◆ **Written instruction**:
Rewrite the Foresee paper page from the words "This paper introduces" through "handle copy-move manipulations.", replacing "lightweight inference" with "fast inference".

◆ **Source document**:
Unlocking the Forgery Detection Potential of Vanilla MLLMs: A Novel Training-Free Pipeline

Authors: Rui Zuo, Qinyue Tong, Zhe-Ming Lu, Ziqian Lu

Published: 2025-11-17 14:49:57+00:00

AI Summary

This paper introduces Foresee, a novel training-free pipeline leveraging vanilla Multimodal Large Language Models (MLLMs) for image forgery detection and localization (IFDL). Foresee eliminates the need for extensive training and enables lightweight inference, significantly improving tamper localization accuracy and the richness of textual explanations compared to existing MLLM-based methods. It achieves this by employing a type-prior-driven strategy and a Flexible Feature Detector (FFD) module to specifically handle copy-move manipulations.

Abstract

With the rapid advancement of artificial intelligence-generated content (AIGC) technologies, including multimodal large language models (MLLMs) and diffusion models, image generation and manipulation have become remarkably effortless. Existing image forgery detection and localization (IFDL) methods often struggle to generalize across diverse datasets and offer limited interpretability. Nowadays, MLLMs demonstrate strong generalization potential across diverse vision-language tasks, and some studies introduce this capability to IFDL via large-scale training. However, such approaches cost considerable computational resources, while failing to reveal the inherent generalization potential of vanilla MLLMs to address this problem. Inspired by this observation, we propose Foresee, a training-free MLLM-based pipeline tailored for image forgery analysis. It eliminates the need for additional training and enables a lightweight inference process, while surpassing existing MLLM-based methods in both tamper localization accuracy and the richness of textual explanations. Foresee employs a type-prior-driven strategy and utilizes a Flexible Feature Detector (FFD) module to specifically handle copy-move manipulations, thereby effectively unleashing the potential of vanilla MLLMs in the forensic domain. Extensive experiments demonstrate that our approach simultaneously achieves superior localization accuracy and provides more comprehensive textual explanations. Moreover, Foresee exhibits stronger generalization capability, outperforming existing IFDL methods across various tampering types, including copy-move, splicing, removal, local enhancement, deepfake, and AIGC-based editing. The code will be released in the final version.

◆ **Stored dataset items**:

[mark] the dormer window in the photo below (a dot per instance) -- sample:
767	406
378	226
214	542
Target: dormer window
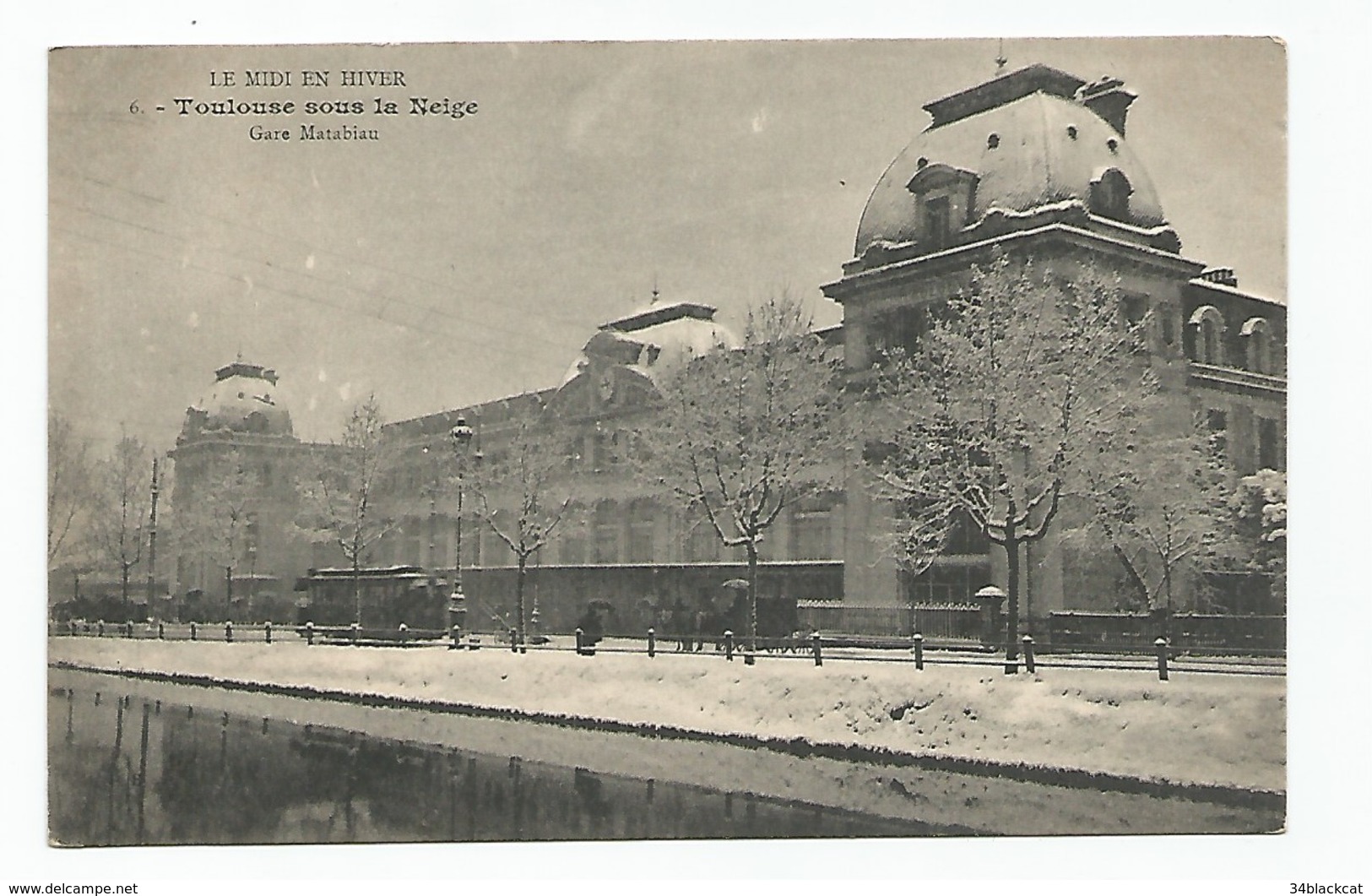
944	197
1207	329
1257	345
1110	195
936	221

◆ **The output**:
This paper introduces Foresee, a novel training-free pipeline leveraging vanilla Multimodal Large Language Models (MLLMs) for image forgery detection and localization (IFDL). Foresee eliminates the need for extensive training and enables fast inference, significantly improving tamper localization accuracy and the richness of textual explanations compared to existing MLLM-based methods. It achieves this by employing a type-prior-driven strategy and a Flexible Feature Detector (FFD) module to specifically handle copy-move manipulations.